→ Document excerpt:
But these alone cannot account for his bringing forward so decidedly the Euripidean element in Euripides; for his neglecting the choruses still more than did his original; for his laying still stronger emphasis on sensuous effect than the Greek; nor for his taking up pieces like the -Thyestes- and the -Telephus- so well known from the immortal ridicule of Aristophanes, with their princes' woes and woful princes, and even such a piece as Menalippa the Female Philosopher, in which the whole plot turns on the absurdity of the national religion, and the tendency to make war on it from the physicist point of view is at once apparent.

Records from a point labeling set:

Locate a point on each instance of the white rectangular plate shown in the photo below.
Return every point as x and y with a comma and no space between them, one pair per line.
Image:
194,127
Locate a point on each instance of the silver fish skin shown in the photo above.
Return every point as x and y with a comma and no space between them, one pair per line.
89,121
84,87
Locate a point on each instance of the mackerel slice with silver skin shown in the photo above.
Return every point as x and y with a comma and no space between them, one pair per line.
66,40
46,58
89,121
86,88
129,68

--

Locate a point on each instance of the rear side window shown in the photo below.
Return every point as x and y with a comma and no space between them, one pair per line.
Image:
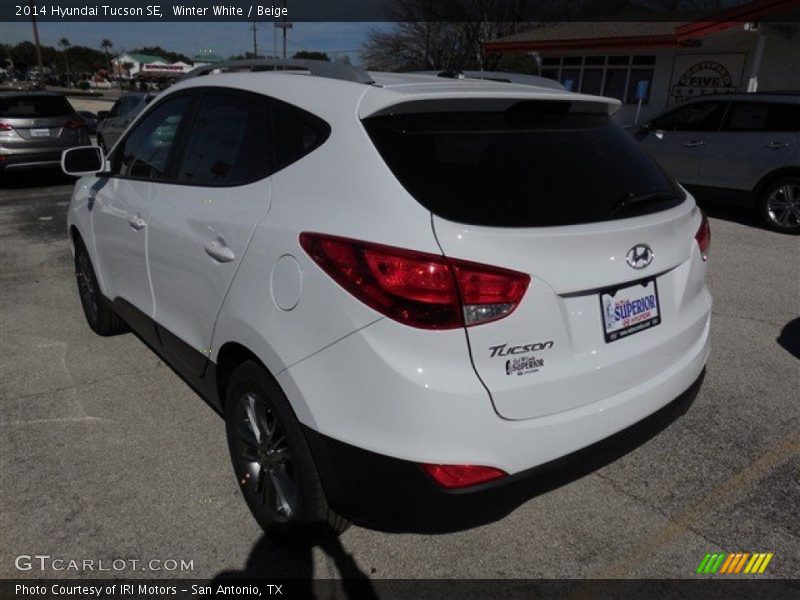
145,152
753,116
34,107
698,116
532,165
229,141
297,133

→ Request A: Reproduce the passage on Euripides from "But these alone" to "at once apparent.".
→ Request B: Carry the passage on Euripides forward from its last sentence.

→ Result A:
But these alone cannot account for his bringing forward so decidedly the Euripidean element in Euripides; for his neglecting the choruses still more than did his original; for his laying still stronger emphasis on sensuous effect than the Greek; nor for his taking up pieces like the -Thyestes- and the -Telephus- so well known from the immortal ridicule of Aristophanes, with their princes' woes and woful princes, and even such a piece as Menalippa the Female Philosopher, in which the whole plot turns on the absurdity of the national religion, and the tendency to make war on it from the physicist point of view is at once apparent.

→ Result B:
The sharpest arrows are everywhere--and that partly in passages which can be proved to have been inserted(44) --directed against faith in the miraculous, and we almost wonder that the censorship of the Roman stage allowed such tirades to pass as the following:--

-Ego deum genus esse semper dixi et dicam caelitum,
Sed eos non curare opinor, quid agat humanum genus;
Nam si curent, bene bonis sit, male malis, quod nunc abest.-

44. Euripides (Iph. in Aul. 956) defines the soothsayer as a man,

--Os olig' alethe, polla de pseuon legei
Tuchon, otan de me, tuche oioichetai--

This is turned by the Latin translator into the following diatribe against the casters of horoscopes:--

-Astrologorum signa in caelo quaesit, observat, Iovis
Cum capra aut nepa aut exoritur lumen aliquod beluae.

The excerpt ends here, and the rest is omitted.